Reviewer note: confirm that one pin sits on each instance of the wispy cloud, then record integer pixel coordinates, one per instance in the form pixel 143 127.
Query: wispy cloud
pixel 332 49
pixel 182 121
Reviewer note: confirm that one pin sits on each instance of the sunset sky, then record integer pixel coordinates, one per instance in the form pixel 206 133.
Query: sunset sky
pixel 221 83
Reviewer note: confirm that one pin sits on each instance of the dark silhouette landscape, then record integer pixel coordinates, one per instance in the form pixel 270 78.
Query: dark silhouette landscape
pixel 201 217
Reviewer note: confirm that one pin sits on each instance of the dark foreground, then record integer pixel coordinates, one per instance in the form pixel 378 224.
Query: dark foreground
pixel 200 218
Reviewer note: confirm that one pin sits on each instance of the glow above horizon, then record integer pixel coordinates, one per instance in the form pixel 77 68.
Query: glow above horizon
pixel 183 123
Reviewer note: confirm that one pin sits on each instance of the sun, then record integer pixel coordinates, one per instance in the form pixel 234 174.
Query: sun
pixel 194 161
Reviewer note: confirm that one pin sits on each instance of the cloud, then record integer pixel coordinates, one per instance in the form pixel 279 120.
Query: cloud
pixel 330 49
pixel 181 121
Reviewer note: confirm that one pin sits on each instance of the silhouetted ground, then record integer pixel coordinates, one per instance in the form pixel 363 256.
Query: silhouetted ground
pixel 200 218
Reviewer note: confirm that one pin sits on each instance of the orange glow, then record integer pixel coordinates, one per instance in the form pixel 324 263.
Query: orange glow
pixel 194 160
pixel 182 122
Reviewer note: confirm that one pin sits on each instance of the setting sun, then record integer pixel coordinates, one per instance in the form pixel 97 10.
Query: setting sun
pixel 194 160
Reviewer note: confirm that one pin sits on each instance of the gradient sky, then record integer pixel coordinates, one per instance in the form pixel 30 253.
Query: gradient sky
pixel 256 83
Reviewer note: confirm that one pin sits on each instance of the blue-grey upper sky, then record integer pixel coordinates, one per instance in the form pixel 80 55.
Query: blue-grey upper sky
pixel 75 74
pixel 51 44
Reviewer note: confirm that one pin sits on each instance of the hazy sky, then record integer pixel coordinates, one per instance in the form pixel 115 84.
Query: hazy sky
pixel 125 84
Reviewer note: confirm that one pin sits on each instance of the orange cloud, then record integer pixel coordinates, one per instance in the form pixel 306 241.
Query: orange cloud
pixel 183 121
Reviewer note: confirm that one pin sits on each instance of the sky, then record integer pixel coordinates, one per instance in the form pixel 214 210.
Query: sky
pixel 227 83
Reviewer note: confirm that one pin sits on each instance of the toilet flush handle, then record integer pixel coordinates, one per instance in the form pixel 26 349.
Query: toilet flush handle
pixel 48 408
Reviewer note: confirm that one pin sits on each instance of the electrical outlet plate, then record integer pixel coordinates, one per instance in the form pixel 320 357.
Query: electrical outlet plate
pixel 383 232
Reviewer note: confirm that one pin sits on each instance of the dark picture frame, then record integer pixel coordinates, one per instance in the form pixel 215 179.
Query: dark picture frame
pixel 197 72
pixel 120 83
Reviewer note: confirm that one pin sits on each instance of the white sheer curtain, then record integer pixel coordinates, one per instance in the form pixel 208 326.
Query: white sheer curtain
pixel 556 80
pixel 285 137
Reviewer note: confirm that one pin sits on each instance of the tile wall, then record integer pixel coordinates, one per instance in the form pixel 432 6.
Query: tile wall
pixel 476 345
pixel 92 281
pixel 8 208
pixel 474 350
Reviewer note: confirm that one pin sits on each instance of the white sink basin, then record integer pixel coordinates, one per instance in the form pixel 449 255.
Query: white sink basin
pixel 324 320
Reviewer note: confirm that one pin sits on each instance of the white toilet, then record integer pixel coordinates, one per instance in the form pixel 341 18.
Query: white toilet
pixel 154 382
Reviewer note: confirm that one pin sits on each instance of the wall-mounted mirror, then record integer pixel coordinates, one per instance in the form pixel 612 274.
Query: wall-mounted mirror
══════════════════════════════
Stated exercise:
Reproduce verbatim the stretch of material above from the line containing "pixel 26 349." through the line containing "pixel 48 408", including both end lines.

Reply:
Reviewer note: confirm that one pin sits on each instance of the toilet flush handle, then record integer pixel coordinates, one per instance in the form pixel 26 349.
Query: toilet flush handle
pixel 48 408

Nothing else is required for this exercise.